Menurut kutipan tentang industri alat berat, produksi dalam negeri alat apa yang terutama berpeluang ditingkatkan?

*Kutipan yang Diberikan*
==================================================
Melihat kapasitas produksinya, industri nasional sebenarnya sudah bisa memenuhi kebutuhan pasar dalam negeri secara kapasitas. Meskipun demikian, jika produk impor memicu excess capacity maka bisa berdampak pada pengurangan tenaga kerja.
Untuk menghindari hal itu, Hinabi tidak hanya mengoptimalkan TKDN dalam industri alat berat, namun juga mencermati tren belanja pemerintah. Hal ini dapat menjadi peluang untuk meningkatkan produksi dalam negeri, terutama medium hydraulic excavator kelas 20 ton.
Upaya Penerapan TKDN Industri Alat Berat
Selain meningkatkan upaya TKDN untuk industri alat berat, ada beberapa upaya lainnya untuk mendukung produksi lokal. Salah satunya adalah meminimalisir impor alat berat untuk semua kegiatan proyek konstruksi.
Bukan hanya itu saja, pemerintah juga dapat berupaya dengan mengeluarkan beberapa kebijakan untuk mengatasi permasalahan produk impor. Sebab, produk-produk luar negeri inilah yang membuat pasaran mesin lokal tidak bisa semakin luas.
==================================================
*Data yang Ditampilkan*

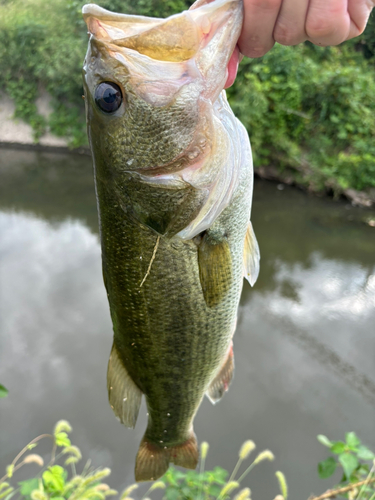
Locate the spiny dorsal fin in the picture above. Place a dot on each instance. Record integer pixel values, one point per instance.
(215, 267)
(124, 396)
(221, 382)
(251, 256)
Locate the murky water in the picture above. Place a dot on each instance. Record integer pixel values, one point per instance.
(304, 347)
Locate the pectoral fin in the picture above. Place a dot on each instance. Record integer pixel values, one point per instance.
(124, 396)
(215, 267)
(251, 256)
(221, 382)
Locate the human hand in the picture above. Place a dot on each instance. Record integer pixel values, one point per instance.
(289, 22)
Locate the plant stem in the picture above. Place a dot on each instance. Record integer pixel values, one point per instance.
(366, 483)
(237, 466)
(246, 472)
(339, 491)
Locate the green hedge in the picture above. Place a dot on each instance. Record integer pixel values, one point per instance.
(310, 110)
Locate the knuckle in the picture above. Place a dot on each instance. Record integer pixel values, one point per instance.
(286, 35)
(265, 5)
(321, 28)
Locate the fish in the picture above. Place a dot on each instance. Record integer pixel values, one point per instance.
(174, 181)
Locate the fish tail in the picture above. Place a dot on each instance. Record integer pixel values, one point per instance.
(153, 461)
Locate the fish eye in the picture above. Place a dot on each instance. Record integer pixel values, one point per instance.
(108, 97)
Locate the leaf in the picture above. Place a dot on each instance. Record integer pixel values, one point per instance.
(324, 440)
(352, 440)
(28, 486)
(349, 463)
(3, 391)
(326, 468)
(61, 439)
(54, 478)
(364, 453)
(338, 447)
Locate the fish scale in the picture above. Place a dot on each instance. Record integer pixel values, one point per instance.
(169, 158)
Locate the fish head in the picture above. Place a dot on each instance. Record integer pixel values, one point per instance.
(149, 83)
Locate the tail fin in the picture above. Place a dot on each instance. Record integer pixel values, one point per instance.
(153, 461)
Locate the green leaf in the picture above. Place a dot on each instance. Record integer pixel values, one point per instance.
(54, 478)
(352, 440)
(324, 440)
(326, 468)
(338, 447)
(3, 391)
(28, 486)
(349, 463)
(365, 454)
(61, 439)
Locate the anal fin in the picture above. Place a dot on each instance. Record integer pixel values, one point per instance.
(153, 461)
(221, 382)
(124, 396)
(251, 256)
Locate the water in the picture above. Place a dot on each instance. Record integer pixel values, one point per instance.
(304, 347)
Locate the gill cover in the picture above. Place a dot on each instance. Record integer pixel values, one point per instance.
(174, 131)
(207, 33)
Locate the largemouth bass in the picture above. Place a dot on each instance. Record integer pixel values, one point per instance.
(174, 180)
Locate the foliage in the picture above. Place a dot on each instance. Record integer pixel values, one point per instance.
(309, 110)
(3, 391)
(55, 481)
(357, 463)
(61, 481)
(313, 111)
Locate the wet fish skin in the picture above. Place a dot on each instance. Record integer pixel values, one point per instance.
(173, 177)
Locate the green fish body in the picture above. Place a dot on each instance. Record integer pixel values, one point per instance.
(174, 180)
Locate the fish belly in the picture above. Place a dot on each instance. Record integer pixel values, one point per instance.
(168, 339)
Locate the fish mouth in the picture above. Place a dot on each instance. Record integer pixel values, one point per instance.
(175, 39)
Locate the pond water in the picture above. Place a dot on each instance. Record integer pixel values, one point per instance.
(304, 346)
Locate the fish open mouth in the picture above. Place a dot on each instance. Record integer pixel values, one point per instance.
(175, 39)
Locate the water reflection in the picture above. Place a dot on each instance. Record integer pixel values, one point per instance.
(304, 347)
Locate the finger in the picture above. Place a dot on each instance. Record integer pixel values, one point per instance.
(359, 12)
(259, 20)
(327, 22)
(290, 25)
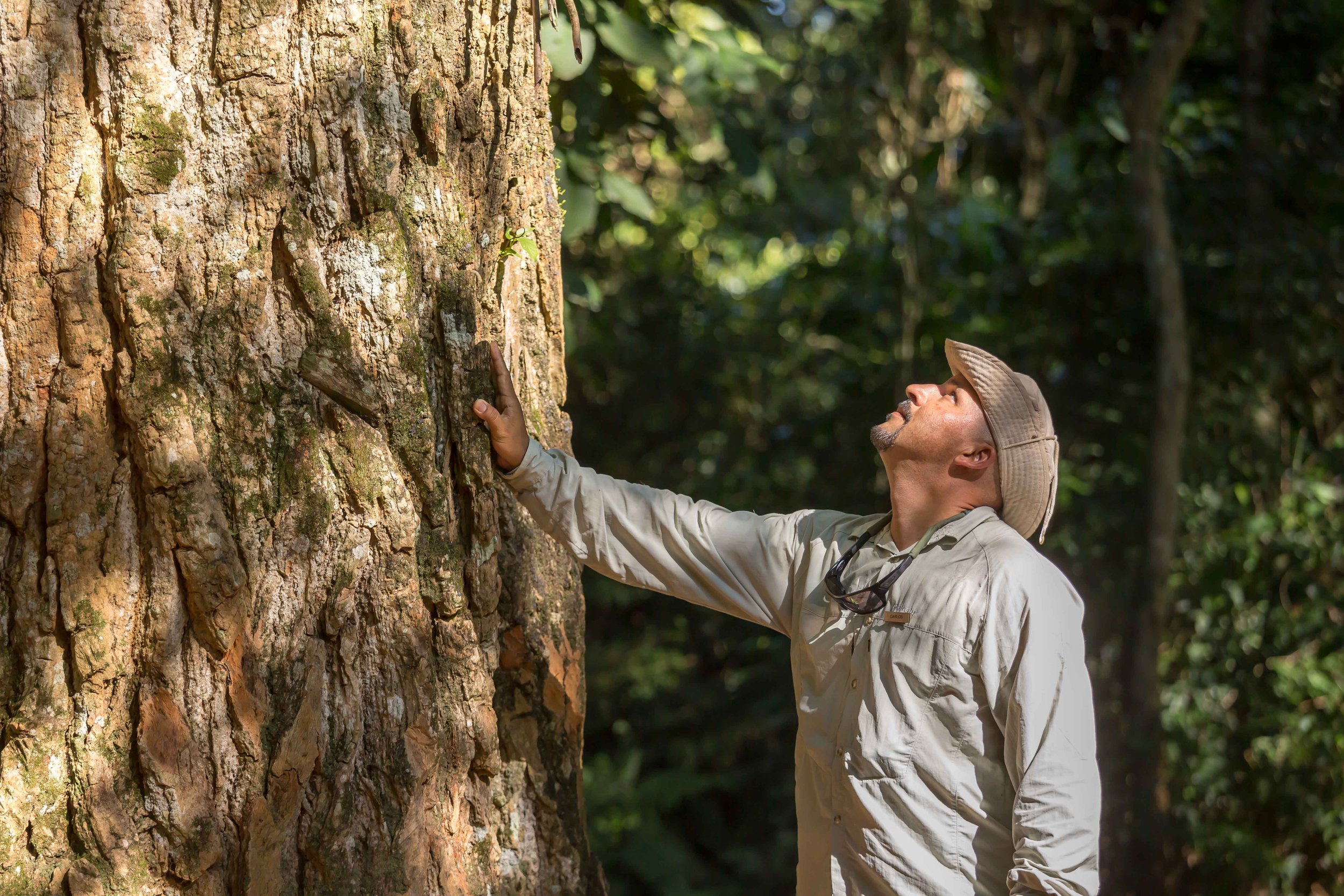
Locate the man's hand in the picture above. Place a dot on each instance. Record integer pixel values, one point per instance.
==================================================
*Jawaban Soal*
Medium hydraulic excavator kelas 20 ton.